__WHAT TO DO__:
Render every line of the items below as a numbered list, omitting any blank lines.

[Excerpts of location labeling data]
--- begin ---

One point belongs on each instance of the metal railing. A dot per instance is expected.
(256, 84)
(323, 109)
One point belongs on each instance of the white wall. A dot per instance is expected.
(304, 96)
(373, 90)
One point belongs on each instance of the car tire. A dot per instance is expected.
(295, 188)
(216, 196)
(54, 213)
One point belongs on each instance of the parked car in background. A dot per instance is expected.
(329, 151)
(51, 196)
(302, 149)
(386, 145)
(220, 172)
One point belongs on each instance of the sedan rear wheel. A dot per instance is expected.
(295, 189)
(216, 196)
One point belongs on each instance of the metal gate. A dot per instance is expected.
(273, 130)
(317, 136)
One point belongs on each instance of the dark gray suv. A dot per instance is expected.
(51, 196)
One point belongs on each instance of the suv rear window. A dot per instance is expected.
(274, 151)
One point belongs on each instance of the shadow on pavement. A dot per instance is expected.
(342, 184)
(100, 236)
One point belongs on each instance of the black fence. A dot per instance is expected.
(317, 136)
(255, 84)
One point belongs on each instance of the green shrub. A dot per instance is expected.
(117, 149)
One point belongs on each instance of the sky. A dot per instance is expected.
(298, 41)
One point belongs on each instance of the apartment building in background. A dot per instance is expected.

--- end ---

__OUTPUT OF THE EXERCISE__:
1. One point belongs on each instance of the metal railing. A dot per instance is expected.
2. (256, 84)
3. (323, 109)
4. One point belongs on each instance of the white wall. A dot per instance is expected.
5. (304, 96)
6. (373, 90)
7. One point belongs on each instance of the car tire. A dot per instance is expected.
8. (295, 188)
9. (216, 196)
10. (54, 213)
11. One point belongs on each instance of the parked car in background. A dot per instance is expected.
12. (329, 151)
13. (51, 196)
14. (302, 149)
15. (386, 145)
16. (220, 172)
17. One point belongs on each instance of the sedan rear wheel. A dot per instance is expected.
18. (295, 189)
19. (216, 196)
20. One point belongs on each instance of the metal gate. A dot per instance is expected.
21. (273, 130)
22. (317, 136)
23. One point belongs on each instance of the dark gray suv. A dot per instance is expected.
24. (51, 196)
25. One point belongs on each instance of the suv rear window. A dot per instance is expected.
26. (274, 151)
27. One point belongs on each instance of the shadow on pavement. A dot per instance is expected.
28. (342, 184)
29. (100, 236)
30. One point belongs on each instance of the black fence. A dot per instance is expected.
31. (317, 136)
32. (255, 84)
33. One point belongs on each instance of the green shrub. A dot per instance is expected.
34. (117, 149)
35. One point belongs on each instance of the sky. A dot per instance is expected.
36. (298, 41)
37. One point belongs on each instance of the apartment building in background. A dot per instance is expected.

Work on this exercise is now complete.